» Exercise directions: Show each line of the entries below that contains the string "baby", copied in full; case counts.
——
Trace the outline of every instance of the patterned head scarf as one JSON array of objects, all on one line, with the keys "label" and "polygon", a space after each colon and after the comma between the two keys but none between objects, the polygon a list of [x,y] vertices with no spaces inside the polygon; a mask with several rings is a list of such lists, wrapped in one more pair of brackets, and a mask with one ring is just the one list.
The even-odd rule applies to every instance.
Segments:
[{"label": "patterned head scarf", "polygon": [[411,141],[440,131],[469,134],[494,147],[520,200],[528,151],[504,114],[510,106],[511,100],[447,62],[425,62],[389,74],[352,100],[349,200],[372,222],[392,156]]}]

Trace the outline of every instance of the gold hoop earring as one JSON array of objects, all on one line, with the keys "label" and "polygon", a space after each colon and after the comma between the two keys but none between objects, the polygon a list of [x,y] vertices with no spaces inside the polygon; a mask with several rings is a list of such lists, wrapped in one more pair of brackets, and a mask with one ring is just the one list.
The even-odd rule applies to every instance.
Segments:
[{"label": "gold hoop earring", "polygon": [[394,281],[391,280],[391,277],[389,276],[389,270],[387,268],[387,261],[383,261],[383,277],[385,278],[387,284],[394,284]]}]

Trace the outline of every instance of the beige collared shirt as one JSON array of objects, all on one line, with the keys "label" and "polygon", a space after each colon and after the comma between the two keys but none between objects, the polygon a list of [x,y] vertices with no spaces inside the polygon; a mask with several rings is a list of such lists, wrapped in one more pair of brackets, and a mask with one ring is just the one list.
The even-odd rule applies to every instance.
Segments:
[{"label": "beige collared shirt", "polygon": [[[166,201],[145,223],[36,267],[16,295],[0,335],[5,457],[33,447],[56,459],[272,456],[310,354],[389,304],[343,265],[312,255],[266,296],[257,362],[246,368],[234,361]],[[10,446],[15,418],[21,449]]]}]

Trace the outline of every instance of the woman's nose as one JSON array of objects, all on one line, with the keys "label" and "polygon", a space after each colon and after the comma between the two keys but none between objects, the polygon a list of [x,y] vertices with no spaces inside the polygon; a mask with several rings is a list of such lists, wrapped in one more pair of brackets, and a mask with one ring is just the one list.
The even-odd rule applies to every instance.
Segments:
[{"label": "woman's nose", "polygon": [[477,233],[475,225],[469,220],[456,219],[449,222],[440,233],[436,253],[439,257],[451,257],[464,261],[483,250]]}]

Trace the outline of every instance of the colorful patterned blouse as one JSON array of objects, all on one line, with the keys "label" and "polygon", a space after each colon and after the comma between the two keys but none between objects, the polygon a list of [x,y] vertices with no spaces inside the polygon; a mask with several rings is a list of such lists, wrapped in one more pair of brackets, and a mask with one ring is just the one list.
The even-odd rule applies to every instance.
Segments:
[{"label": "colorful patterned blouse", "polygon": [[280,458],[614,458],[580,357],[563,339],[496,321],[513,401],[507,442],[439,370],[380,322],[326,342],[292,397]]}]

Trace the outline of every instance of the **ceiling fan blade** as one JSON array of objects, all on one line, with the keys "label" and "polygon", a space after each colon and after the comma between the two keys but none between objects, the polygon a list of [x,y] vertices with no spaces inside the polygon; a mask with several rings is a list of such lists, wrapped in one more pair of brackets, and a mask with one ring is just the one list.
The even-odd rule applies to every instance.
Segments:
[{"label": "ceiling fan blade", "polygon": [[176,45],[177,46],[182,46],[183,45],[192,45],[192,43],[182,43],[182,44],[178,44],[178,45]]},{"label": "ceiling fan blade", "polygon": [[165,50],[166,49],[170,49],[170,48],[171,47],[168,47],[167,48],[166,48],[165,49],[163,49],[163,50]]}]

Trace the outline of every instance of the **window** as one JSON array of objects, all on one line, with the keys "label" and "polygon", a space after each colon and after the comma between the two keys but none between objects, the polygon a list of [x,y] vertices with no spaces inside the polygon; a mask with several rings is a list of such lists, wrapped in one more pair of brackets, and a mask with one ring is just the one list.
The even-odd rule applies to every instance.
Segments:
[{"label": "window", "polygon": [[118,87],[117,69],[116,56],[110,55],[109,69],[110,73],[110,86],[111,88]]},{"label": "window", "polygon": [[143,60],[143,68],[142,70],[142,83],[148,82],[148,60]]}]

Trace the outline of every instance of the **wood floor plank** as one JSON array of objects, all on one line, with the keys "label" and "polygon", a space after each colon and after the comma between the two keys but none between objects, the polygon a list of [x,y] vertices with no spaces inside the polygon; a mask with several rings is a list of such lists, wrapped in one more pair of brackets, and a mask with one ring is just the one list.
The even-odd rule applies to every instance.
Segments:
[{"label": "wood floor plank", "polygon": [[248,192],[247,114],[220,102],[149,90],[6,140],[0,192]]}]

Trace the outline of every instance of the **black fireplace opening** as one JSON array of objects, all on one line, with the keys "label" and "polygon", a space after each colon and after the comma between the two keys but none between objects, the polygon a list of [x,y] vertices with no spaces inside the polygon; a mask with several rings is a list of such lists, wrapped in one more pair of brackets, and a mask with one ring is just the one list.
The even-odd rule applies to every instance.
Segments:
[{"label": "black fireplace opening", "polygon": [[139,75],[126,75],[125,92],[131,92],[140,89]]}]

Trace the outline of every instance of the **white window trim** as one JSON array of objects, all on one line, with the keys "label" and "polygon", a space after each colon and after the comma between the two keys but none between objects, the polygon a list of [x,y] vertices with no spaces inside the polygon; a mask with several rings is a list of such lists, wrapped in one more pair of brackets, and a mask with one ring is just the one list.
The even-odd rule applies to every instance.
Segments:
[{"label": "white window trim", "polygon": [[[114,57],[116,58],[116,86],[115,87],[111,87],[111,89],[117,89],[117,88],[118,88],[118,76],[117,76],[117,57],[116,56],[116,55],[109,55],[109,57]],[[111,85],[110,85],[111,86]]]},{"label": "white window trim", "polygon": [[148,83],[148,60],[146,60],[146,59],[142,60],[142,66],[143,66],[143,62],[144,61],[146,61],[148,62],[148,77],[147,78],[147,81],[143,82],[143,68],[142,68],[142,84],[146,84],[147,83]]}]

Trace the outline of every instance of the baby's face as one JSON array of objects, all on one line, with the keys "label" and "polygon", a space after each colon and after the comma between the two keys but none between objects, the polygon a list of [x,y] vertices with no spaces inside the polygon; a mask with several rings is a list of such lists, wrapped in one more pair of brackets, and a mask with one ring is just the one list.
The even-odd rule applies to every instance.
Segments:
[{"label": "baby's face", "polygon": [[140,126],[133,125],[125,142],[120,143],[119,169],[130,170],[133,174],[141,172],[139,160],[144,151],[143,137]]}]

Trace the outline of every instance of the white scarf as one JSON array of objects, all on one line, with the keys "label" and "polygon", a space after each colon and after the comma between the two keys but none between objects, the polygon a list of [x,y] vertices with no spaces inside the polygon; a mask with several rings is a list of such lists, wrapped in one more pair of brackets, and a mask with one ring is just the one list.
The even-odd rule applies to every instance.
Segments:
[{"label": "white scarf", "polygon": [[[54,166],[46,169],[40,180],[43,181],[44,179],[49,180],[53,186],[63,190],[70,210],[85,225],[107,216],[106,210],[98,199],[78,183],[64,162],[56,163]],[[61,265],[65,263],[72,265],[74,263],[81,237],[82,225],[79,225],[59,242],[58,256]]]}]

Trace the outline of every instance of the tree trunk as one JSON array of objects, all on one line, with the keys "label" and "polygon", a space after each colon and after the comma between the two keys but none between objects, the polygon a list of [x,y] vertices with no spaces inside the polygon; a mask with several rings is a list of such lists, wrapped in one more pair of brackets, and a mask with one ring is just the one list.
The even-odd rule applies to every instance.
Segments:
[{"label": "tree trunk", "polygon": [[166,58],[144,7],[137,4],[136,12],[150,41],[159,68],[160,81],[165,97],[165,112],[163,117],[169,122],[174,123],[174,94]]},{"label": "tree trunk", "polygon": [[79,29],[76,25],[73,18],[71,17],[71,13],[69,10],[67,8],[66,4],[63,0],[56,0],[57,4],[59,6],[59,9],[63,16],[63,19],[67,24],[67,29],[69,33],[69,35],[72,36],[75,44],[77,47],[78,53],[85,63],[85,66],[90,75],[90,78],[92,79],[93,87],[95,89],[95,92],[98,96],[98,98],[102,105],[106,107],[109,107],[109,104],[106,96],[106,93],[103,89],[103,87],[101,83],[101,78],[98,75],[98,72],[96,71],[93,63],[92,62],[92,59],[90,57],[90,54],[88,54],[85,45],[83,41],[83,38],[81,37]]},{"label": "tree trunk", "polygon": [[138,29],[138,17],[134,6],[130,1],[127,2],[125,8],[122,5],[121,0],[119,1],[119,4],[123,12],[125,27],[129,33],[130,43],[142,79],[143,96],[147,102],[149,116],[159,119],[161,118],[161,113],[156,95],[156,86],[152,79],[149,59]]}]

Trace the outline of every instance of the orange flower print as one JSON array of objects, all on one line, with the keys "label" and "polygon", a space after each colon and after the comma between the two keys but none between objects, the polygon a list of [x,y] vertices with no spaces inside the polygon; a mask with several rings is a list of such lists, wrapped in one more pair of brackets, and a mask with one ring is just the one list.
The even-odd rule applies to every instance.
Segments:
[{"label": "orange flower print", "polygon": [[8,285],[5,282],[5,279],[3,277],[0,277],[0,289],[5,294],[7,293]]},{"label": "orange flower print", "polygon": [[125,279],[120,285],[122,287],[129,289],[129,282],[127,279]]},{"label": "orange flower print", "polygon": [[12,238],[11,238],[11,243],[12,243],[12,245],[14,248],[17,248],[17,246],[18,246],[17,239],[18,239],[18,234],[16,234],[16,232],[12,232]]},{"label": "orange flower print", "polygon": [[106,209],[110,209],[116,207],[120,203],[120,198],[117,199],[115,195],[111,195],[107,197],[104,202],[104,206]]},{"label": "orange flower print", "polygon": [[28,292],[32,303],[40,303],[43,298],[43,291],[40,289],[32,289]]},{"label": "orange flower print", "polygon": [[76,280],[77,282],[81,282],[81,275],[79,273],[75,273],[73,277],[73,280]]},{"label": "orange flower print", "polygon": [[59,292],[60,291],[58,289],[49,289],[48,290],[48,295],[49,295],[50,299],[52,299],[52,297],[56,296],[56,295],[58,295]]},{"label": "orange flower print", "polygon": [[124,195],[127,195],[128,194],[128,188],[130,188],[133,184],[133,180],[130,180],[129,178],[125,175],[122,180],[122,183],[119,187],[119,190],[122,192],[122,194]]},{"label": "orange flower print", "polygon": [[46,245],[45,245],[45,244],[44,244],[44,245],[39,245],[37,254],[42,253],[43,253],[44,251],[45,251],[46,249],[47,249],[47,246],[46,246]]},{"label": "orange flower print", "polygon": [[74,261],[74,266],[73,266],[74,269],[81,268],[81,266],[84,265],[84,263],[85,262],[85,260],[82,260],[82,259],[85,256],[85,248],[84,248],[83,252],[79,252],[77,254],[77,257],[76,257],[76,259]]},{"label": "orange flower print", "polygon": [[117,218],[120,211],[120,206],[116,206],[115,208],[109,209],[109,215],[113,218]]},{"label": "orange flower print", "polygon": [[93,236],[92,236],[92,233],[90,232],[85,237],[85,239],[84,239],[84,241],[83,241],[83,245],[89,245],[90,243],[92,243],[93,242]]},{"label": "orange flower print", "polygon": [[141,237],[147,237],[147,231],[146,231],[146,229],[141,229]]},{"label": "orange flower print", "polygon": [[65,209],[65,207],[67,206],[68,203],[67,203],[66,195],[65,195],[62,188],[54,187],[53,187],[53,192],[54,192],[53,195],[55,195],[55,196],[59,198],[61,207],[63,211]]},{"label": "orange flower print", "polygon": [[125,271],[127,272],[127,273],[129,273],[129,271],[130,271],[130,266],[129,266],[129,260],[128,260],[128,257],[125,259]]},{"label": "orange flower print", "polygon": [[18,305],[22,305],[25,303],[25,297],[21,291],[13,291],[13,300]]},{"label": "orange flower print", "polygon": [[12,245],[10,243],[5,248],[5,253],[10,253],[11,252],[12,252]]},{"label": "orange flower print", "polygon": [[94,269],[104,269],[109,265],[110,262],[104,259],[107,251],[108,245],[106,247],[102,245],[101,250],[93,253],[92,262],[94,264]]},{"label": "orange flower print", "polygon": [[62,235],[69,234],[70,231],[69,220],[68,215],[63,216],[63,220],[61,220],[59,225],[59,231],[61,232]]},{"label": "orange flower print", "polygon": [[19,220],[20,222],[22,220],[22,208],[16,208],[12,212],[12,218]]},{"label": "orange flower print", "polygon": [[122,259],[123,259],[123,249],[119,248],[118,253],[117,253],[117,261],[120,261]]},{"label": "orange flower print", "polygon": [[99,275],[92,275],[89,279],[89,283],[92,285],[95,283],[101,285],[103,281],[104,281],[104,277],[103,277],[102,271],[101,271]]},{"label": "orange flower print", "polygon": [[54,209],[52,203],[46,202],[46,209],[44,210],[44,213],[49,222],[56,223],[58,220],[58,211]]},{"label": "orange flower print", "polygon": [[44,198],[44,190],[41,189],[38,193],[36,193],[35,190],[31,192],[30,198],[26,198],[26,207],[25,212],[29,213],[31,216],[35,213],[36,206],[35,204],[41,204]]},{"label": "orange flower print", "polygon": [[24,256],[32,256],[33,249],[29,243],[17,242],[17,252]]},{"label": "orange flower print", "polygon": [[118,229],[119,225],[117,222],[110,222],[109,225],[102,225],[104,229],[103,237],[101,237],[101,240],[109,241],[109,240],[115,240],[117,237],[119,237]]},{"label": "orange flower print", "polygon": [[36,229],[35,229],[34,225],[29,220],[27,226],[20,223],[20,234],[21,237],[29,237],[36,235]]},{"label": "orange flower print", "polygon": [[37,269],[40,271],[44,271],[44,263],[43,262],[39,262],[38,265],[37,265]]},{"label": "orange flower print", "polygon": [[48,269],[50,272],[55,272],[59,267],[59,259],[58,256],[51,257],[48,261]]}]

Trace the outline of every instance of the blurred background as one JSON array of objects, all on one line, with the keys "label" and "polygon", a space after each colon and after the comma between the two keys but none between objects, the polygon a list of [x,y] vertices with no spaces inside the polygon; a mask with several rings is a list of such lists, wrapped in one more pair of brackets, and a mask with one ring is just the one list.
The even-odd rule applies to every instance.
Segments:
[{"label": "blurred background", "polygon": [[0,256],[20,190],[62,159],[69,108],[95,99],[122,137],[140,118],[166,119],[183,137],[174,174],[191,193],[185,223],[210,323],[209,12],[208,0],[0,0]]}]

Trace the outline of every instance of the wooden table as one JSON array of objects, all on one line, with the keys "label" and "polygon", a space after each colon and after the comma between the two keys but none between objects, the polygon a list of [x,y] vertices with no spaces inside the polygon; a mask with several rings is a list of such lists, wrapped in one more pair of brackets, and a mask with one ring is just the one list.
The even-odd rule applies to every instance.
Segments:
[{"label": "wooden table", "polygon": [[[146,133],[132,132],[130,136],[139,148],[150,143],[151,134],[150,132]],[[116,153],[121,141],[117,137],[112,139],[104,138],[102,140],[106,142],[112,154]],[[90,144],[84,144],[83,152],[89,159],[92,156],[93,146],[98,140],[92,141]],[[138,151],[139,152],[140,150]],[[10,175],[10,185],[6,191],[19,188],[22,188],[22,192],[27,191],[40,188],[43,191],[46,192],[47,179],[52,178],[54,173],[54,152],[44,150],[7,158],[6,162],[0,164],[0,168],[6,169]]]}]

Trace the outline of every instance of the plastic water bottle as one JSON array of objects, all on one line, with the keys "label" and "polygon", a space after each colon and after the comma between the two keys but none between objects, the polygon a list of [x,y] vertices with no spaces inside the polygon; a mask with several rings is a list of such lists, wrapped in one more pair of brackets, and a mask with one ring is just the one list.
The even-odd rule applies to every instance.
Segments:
——
» Output:
Trace the outline of every instance of the baby's face as one JSON array of objects, all on one line, with the keys "label" and "polygon", a space after each colon and after the comma between the two keys but none between objects, the polygon a list of [x,y] vertices with no spaces inside the polygon; a mask with several rings is a list of such lists, wrapped in one more pair of brackets, and a mask with one ring is just the one list.
[{"label": "baby's face", "polygon": [[140,126],[133,125],[125,142],[120,143],[119,169],[130,170],[133,174],[141,172],[139,160],[144,151],[143,137]]}]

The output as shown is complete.